**RECORD SET**
________

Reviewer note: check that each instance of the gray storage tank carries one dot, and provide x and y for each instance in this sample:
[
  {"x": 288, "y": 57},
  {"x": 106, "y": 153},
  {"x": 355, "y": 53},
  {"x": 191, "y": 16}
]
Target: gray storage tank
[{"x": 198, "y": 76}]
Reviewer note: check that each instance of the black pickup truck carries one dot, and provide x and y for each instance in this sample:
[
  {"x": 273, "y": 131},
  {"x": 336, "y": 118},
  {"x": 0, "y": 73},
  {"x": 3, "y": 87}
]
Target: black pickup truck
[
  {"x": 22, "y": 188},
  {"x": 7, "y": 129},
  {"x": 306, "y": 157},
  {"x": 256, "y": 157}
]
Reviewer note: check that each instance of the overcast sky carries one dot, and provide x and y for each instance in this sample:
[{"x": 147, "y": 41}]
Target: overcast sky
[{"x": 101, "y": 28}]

________

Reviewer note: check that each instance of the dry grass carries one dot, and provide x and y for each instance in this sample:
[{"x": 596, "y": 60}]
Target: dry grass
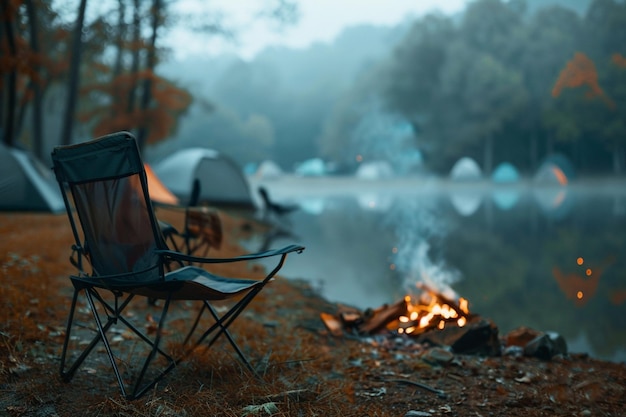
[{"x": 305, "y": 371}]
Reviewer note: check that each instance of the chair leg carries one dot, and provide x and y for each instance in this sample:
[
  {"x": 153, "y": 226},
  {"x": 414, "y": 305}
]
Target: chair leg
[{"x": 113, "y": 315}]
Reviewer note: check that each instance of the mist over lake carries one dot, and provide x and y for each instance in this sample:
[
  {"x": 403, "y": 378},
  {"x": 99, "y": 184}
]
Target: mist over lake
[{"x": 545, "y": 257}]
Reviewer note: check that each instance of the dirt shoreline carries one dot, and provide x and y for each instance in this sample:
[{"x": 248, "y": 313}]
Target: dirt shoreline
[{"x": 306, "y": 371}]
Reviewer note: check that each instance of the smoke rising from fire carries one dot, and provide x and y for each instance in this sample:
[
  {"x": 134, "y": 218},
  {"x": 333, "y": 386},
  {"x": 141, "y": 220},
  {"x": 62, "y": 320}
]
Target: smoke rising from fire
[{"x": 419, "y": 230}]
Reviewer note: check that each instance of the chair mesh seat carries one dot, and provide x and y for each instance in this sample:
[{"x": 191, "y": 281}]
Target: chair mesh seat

________

**REQUIRED WORK**
For the string "sample", show each line of the listing where it appears.

**EXERCISE SOLUTION**
Reviewer note: check that each instance of the gray storage tank carries one dot, and provide x and y for each instance in this sample:
Reviewer note: check that each instance of the black pickup truck carries one dot, and provide x and y for each instance in this sample:
Reviewer note: check that each instance of the overcast sky carries one dot, and provide x and y for each instance in this sample:
Reviewer note: check that each instance of the dry grass carries one dot, and provide x and y for each instance in this sample:
Reviewer note: check that each instance of the chair leg carries one dot, and provide x and y for each instance in this sample:
Reviewer note: check that each instance of the mist over lake carries one dot, and provide x and y for each instance in this sample:
Reviewer note: check that each instance of the dirt shoreline carries one dot, and provide x and y for each instance in this sample:
Reviewer note: check that each instance of the smoke rising from fire carries one dot, and provide x and y for each instance in this sample:
Reviewer note: check that each instance of the chair mesh seat carries one dot, and provide x and y for each instance in this sample:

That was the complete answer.